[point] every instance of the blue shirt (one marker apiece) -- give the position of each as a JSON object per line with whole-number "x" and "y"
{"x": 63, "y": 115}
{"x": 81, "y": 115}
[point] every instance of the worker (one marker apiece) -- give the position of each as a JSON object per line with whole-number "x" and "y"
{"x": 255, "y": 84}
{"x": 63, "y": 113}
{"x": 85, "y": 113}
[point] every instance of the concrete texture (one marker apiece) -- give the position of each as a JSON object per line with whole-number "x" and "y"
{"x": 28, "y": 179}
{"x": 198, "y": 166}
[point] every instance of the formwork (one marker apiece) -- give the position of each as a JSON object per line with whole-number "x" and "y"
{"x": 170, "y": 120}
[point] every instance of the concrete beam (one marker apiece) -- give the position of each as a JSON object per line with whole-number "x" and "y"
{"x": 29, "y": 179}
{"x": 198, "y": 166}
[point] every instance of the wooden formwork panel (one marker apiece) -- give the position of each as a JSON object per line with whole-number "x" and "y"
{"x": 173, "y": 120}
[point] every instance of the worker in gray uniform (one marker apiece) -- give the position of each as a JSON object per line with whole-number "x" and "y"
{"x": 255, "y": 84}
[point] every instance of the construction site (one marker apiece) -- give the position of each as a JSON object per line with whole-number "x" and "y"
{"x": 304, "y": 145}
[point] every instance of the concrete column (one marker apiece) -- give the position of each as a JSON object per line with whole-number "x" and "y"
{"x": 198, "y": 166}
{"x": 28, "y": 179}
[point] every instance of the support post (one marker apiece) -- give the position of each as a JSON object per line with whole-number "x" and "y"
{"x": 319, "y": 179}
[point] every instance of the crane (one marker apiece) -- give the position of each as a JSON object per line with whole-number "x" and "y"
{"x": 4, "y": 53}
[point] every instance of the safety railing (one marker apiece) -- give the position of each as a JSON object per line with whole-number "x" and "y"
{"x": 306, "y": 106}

=-=-=-=-=

* **WORK TO BE COMPLETED**
In this exercise, give every record above again exactly.

* **ANSWER FOR THE TASK**
[point] every instance of the blue shirt (one marker apiece) -- give the position of each as a JSON object per line with whole-number "x" and "y"
{"x": 63, "y": 115}
{"x": 81, "y": 115}
[point] every instance of the worker (one marker apiece) -- give the position of each as a JSON object per line with whole-number "x" and "y"
{"x": 255, "y": 84}
{"x": 63, "y": 113}
{"x": 85, "y": 113}
[point] every instance of the concrete texture (one marker apiece) -- give the position of each as a JSON object per line with whole-number "x" and "y"
{"x": 28, "y": 179}
{"x": 198, "y": 166}
[point] every instance of the formwork (one marker apiece) -- give the position of each as a JSON object per line with whole-number "x" and "y"
{"x": 170, "y": 120}
[point] every instance of the concrete beam (one marker apiece) -- give the position of each as a JSON object per line with whole-number "x" and "y"
{"x": 29, "y": 179}
{"x": 198, "y": 166}
[point] every instance of the wooden formwork panel (one marker apiece) -- give the position of each as a JSON object per line with whole-number "x" and "y"
{"x": 173, "y": 120}
[point] every instance of the worker in gray uniform (one marker apiece) -- give the position of each as a JSON object per line with whole-number "x" and "y"
{"x": 255, "y": 84}
[point] every instance of the construction site (one marker apiece) -- give the position of each as a JSON object per line with whole-number "x" and "y"
{"x": 304, "y": 145}
[point] every instance of the concrete column (one marker apiece) -- give the position of each as a JSON object per line with whole-number "x" and "y"
{"x": 198, "y": 166}
{"x": 28, "y": 179}
[point] every instance of the support post (one marker apiece) -- give the position of each as a JSON object per line with whole-number "x" and "y"
{"x": 319, "y": 179}
[point] every instance of the crane (one marker apiece) -- give the position of each as a JSON object per line with whole-number "x" and "y"
{"x": 4, "y": 53}
[point] every instance of the safety railing (one marker apiece) -- give the position of each as a JSON object per line with whole-number "x" and "y"
{"x": 306, "y": 106}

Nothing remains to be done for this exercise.